• PROBLEMS AND TASKS
**A.** From the passage on detecting compressed executables, copy the stretch from "Alternatively, if the" through "to be unsolicited.".
**B.** In the passage on detecting compressed executables, how many input layer nodes does the neural network have?
**C.** Summarize the passage on detecting compressed executables in two sentences.

 Alternatively, if the software has detected that file is, or may be, a compressed executable (step 216), the software may alert the user that this is the case, for example by displaying a message on the video display 110. Further, the software may change the file attributes so that the file may not be loaded other than by a system administrator, and/or may place the file in a “quarantine zone”: an area of filespace with restricted access for review by a system administrator. Such quarantine zones are customary in the art, e.g. used by junk and spam mail filtering programs to filter mail which is thought to be unsolicited.
 The training of a neural network in accordance with the software of the invention is largely conventional apart from the data that is applied. The neural network is a simple three layer feed forward associative net (that is, with one layer of hidden nodes) comprising 256 input layer nodes in a 256×1 array corresponding to the 256 possible byte values.
 The training of the neural network involves collecting a large number of files with known attributes i.e. packed or unpacked, and passing the relevant information into the network. The information passed to the neural network comprises the proportion of each byte value (in the range 0-255) in the target file (calculated by taking the frequency of occurrence of each byte value in the file and normalising by the file size) and a value (0 or 1) to specify whether the file is compressed or uncompressed. The most common method is to set the input of the network to one of the desired patterns and evaluate the output state. The network can then be trained by adjusting the thresholds and weightings of the links, represented by variables, to produce the desired output. Once the network has finished training and it is 100% accurate with the training data, a testing session will follow on the resulting network pattern. The results from the testing session will inform whether the network needs to be retrained.
 The neural network will therefore examine all tested files for patterns which it can recognise. For example, when testing for compressed executable files, one pattern which may emerge is that all compressed files have a relatively flat byte distribution. That is, the most commonly occurring byte occurs more often than the least commonly occurring byte, by a relatively low factor. This is because such a distribution indicates a relatively efficient packing algorithm. However, the user of the system does not need to know what patterns are examined by the neural network.

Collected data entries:
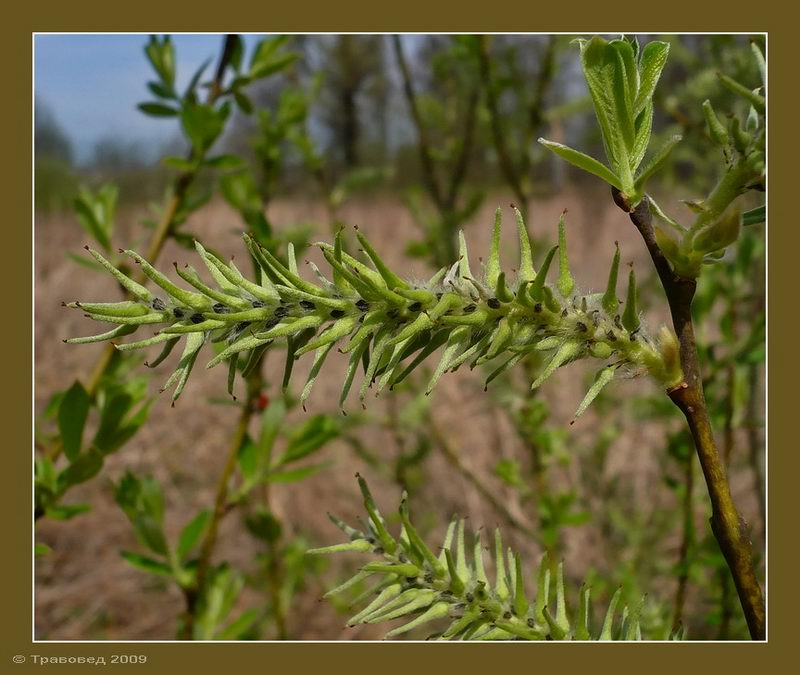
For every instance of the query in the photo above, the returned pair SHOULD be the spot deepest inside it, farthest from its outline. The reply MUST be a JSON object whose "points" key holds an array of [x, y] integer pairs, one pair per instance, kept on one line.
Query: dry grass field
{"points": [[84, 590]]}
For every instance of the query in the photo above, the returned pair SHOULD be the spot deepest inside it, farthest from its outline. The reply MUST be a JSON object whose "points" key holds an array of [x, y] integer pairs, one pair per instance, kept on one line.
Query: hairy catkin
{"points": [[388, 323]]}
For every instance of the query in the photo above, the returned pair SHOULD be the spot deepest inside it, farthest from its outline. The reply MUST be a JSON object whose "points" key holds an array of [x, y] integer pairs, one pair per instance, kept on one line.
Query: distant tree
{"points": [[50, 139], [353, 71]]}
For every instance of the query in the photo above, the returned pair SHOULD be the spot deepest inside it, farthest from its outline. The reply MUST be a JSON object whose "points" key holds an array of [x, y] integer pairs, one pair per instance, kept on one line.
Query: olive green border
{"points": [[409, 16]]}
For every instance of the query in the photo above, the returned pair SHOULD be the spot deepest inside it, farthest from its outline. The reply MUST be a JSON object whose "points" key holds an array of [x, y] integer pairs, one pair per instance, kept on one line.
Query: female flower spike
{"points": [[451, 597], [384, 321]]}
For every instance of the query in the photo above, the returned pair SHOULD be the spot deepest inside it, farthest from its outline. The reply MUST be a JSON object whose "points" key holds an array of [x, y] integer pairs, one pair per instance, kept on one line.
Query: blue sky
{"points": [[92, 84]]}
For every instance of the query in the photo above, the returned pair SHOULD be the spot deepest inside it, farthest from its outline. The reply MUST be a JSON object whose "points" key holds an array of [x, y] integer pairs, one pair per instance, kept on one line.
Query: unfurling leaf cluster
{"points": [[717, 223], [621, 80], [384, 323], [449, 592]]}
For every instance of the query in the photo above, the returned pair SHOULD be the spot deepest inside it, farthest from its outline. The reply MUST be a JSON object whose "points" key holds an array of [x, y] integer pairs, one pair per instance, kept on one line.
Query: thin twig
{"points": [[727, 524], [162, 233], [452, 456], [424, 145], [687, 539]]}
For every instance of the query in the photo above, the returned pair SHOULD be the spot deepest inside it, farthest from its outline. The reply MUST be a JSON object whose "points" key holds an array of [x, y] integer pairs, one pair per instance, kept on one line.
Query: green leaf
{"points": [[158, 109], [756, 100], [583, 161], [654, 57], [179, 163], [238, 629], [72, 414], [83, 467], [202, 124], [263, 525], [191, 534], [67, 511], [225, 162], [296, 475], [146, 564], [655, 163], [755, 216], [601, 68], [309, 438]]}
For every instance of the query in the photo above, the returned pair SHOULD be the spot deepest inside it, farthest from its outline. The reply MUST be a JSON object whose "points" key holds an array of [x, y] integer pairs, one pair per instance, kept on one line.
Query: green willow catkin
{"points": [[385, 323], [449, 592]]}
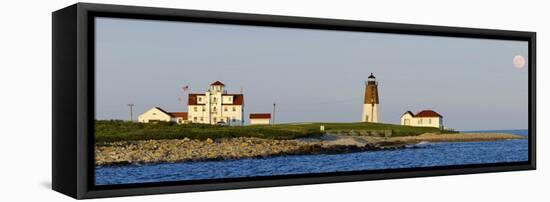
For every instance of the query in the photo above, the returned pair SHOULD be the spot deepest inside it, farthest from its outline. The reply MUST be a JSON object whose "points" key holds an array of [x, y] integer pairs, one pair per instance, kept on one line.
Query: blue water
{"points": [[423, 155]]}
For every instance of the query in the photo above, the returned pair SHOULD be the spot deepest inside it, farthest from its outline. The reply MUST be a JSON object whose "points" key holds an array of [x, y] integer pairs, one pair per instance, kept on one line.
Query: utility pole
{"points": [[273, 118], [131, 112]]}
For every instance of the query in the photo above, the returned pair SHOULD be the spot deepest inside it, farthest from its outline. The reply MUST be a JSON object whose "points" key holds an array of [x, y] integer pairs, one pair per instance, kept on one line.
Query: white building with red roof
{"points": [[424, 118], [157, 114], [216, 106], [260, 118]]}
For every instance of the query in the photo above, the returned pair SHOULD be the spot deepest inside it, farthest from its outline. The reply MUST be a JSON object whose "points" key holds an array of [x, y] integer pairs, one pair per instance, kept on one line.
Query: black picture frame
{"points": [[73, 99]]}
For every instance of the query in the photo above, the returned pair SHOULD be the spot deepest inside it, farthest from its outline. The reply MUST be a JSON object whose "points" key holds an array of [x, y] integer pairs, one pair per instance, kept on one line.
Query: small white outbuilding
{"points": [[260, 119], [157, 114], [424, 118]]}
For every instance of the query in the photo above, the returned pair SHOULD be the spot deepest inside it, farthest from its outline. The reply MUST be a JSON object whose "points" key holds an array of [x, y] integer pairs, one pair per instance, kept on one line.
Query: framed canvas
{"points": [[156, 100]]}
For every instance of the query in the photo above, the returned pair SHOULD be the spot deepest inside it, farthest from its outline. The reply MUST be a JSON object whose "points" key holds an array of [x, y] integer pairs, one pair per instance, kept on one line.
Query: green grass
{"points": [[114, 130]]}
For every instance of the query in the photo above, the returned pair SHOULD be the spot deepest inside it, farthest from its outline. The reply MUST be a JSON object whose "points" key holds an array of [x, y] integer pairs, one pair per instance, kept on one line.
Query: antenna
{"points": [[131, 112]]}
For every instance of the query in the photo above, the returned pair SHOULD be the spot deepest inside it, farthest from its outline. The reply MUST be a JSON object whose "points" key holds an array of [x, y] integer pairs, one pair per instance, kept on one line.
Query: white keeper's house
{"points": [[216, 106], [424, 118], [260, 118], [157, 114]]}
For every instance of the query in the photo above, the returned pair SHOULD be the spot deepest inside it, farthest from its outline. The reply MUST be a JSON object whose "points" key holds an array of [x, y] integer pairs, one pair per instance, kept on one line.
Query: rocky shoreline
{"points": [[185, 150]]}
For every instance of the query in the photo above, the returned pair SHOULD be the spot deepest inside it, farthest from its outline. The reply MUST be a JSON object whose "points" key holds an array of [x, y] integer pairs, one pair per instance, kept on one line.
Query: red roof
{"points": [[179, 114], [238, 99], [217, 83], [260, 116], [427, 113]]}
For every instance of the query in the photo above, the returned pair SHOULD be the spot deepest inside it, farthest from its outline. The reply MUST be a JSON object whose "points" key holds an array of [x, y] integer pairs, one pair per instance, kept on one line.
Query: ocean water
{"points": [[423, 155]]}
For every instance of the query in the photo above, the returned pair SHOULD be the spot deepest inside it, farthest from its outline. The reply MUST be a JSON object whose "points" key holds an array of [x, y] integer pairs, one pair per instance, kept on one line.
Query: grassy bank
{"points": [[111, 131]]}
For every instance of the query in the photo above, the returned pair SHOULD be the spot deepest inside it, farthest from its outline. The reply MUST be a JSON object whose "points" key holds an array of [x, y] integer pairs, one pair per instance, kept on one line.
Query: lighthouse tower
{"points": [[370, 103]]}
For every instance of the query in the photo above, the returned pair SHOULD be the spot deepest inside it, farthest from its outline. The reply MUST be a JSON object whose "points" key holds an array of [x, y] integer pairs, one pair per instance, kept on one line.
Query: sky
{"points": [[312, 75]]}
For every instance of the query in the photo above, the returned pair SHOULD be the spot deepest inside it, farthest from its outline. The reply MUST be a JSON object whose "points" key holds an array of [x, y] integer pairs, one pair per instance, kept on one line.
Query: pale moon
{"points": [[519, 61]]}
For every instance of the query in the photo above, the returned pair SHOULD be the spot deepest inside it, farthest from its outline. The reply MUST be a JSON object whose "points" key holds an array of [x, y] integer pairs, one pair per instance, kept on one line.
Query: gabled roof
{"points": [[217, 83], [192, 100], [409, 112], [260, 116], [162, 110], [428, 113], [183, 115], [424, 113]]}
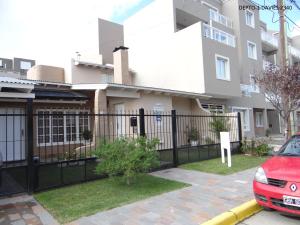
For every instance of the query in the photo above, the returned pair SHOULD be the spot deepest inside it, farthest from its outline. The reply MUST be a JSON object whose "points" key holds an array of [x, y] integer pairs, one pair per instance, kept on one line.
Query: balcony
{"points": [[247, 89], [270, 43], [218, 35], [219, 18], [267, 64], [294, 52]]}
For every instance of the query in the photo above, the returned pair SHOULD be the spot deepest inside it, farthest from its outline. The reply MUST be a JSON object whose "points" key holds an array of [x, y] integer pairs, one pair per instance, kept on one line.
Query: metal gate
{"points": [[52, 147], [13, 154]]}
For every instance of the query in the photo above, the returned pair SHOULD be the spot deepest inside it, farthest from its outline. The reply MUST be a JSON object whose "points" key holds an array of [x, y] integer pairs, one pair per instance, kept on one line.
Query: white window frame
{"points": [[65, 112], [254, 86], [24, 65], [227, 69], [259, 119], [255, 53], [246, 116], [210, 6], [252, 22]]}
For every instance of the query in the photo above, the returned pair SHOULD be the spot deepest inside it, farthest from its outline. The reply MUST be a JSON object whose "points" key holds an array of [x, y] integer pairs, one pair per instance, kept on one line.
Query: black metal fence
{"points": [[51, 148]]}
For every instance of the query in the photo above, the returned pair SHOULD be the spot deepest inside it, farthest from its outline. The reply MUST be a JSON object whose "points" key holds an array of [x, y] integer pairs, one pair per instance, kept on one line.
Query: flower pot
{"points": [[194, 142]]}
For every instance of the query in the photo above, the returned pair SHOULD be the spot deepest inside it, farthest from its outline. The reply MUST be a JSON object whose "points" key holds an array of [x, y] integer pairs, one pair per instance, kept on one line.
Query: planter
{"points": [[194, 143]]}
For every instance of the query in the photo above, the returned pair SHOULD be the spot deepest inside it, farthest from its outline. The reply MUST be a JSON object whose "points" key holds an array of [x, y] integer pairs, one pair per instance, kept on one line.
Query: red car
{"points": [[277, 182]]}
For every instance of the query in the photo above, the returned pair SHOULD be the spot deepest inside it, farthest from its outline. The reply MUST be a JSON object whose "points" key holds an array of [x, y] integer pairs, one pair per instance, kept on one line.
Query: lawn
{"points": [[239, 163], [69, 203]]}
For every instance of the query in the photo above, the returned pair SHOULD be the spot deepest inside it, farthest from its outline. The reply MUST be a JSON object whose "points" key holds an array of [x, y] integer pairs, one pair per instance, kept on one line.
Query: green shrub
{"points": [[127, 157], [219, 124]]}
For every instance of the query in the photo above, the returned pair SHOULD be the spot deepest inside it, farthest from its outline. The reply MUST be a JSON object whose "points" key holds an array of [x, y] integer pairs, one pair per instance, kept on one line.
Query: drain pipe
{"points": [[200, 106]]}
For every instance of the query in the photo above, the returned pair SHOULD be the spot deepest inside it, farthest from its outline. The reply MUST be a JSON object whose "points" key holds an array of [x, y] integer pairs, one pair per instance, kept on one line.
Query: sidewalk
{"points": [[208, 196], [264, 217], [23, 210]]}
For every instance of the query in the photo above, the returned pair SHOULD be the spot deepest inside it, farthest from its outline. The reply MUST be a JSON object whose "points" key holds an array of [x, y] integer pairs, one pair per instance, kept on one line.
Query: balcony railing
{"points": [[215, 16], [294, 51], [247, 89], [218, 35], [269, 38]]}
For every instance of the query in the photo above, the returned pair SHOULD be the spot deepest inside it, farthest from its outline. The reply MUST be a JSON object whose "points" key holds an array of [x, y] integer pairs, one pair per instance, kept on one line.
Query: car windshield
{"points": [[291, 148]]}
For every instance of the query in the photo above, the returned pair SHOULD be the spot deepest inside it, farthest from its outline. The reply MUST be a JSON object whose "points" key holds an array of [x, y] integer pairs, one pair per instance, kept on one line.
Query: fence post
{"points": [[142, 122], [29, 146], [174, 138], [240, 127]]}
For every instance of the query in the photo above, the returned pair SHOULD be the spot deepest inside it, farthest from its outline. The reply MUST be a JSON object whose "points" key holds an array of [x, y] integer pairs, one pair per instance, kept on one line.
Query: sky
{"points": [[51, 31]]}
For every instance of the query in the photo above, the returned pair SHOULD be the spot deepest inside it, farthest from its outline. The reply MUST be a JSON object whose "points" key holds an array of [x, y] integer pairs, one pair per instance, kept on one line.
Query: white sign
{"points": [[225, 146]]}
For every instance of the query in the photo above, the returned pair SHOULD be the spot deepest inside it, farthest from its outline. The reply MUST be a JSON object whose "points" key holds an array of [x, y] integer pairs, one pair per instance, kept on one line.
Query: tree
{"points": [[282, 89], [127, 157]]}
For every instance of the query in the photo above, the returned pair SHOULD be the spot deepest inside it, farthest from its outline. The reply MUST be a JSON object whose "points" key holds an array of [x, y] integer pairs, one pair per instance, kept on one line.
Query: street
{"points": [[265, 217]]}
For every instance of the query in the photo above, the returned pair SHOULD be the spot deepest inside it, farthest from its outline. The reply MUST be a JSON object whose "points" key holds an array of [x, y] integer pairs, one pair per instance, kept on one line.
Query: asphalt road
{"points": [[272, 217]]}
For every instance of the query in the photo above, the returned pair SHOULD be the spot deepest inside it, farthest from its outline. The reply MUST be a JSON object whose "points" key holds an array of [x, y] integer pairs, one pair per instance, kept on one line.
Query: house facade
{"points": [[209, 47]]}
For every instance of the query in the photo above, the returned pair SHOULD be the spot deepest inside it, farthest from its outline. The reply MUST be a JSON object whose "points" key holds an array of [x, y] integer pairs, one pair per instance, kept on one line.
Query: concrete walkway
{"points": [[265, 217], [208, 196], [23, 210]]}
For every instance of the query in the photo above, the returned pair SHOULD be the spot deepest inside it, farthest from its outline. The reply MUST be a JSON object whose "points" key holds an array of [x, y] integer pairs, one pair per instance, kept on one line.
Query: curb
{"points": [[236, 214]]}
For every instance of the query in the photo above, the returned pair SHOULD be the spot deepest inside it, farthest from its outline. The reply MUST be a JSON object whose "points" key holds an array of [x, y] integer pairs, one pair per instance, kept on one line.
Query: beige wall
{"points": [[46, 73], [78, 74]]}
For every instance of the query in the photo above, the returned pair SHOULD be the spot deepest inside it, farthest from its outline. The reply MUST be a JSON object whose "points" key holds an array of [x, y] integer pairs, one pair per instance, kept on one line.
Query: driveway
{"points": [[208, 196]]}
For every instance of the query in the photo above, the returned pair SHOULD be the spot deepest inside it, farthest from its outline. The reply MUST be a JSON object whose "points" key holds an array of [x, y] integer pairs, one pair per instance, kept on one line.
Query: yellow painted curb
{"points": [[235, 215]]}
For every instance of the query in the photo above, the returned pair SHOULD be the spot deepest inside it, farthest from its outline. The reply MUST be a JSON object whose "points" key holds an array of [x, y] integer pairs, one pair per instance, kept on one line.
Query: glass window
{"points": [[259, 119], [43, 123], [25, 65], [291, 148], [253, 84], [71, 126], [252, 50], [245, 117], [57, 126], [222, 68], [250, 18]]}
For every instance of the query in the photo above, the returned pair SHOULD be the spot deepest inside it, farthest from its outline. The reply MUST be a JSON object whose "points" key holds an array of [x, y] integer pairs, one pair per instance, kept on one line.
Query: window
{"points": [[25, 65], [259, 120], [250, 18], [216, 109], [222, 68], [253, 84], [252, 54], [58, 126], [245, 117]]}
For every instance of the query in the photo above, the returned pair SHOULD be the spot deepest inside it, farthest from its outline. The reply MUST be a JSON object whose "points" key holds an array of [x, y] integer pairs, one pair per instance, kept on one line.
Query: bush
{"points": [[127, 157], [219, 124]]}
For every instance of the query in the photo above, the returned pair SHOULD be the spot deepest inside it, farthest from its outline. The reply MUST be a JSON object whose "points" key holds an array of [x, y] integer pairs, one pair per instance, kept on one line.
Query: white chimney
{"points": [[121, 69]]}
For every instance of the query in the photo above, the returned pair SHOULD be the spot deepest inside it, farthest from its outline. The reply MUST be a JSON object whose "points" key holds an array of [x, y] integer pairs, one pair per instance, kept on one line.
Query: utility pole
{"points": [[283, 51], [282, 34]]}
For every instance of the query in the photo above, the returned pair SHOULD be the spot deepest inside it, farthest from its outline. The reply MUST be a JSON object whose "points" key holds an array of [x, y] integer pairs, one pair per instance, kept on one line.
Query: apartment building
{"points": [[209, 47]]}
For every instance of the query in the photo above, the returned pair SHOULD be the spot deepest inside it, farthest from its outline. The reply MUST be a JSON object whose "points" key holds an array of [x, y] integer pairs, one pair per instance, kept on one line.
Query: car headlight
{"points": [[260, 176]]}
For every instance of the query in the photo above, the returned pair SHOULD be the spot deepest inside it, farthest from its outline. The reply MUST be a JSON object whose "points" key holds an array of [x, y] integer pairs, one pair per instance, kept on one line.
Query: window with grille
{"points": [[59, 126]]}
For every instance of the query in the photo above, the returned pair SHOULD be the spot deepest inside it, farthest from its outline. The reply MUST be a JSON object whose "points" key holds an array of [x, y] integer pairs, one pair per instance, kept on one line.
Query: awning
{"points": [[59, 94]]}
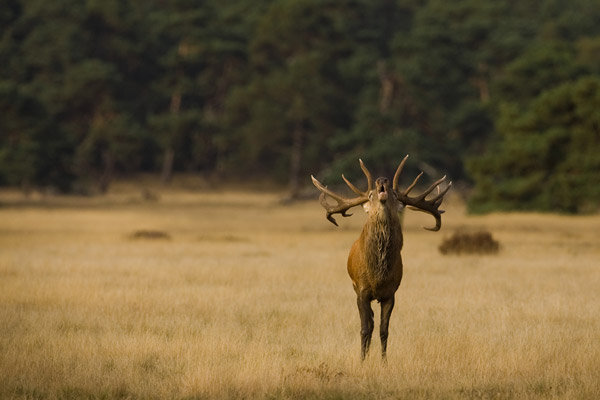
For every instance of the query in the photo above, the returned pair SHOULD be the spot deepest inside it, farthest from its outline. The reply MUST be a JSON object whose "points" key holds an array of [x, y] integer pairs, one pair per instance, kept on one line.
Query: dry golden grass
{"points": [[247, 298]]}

• ANSWER SET
**A.**
Alternatively, if the software has detected that file is, or may be, a compressed executable (step 216), the software may alert the user that this is the case, for example by displaying a message on the video display 110. Further, the software may change the file attributes so that the file may not be loaded other than by a system administrator, and/or may place the file in a “quarantine zone”: an area of filespace with restricted access for review by a system administrator. Such quarantine zones are customary in the art, e.g. used by junk and spam mail filtering programs to filter mail which is thought to be unsolicited.

**B.** 256 input layer nodes, in a 256×1 array matching the 256 possible byte values.

**C.** When the software finds that a file is, or may be, a compressed executable, it may alert the user, restrict loading of the file to a system administrator, or place the file in a quarantine zone. A three-layer feed-forward neural network is trained on files known to be packed or unpacked using each file's normalized byte-value proportions, and it may recognize patterns such as the relatively flat byte distribution of compressed files.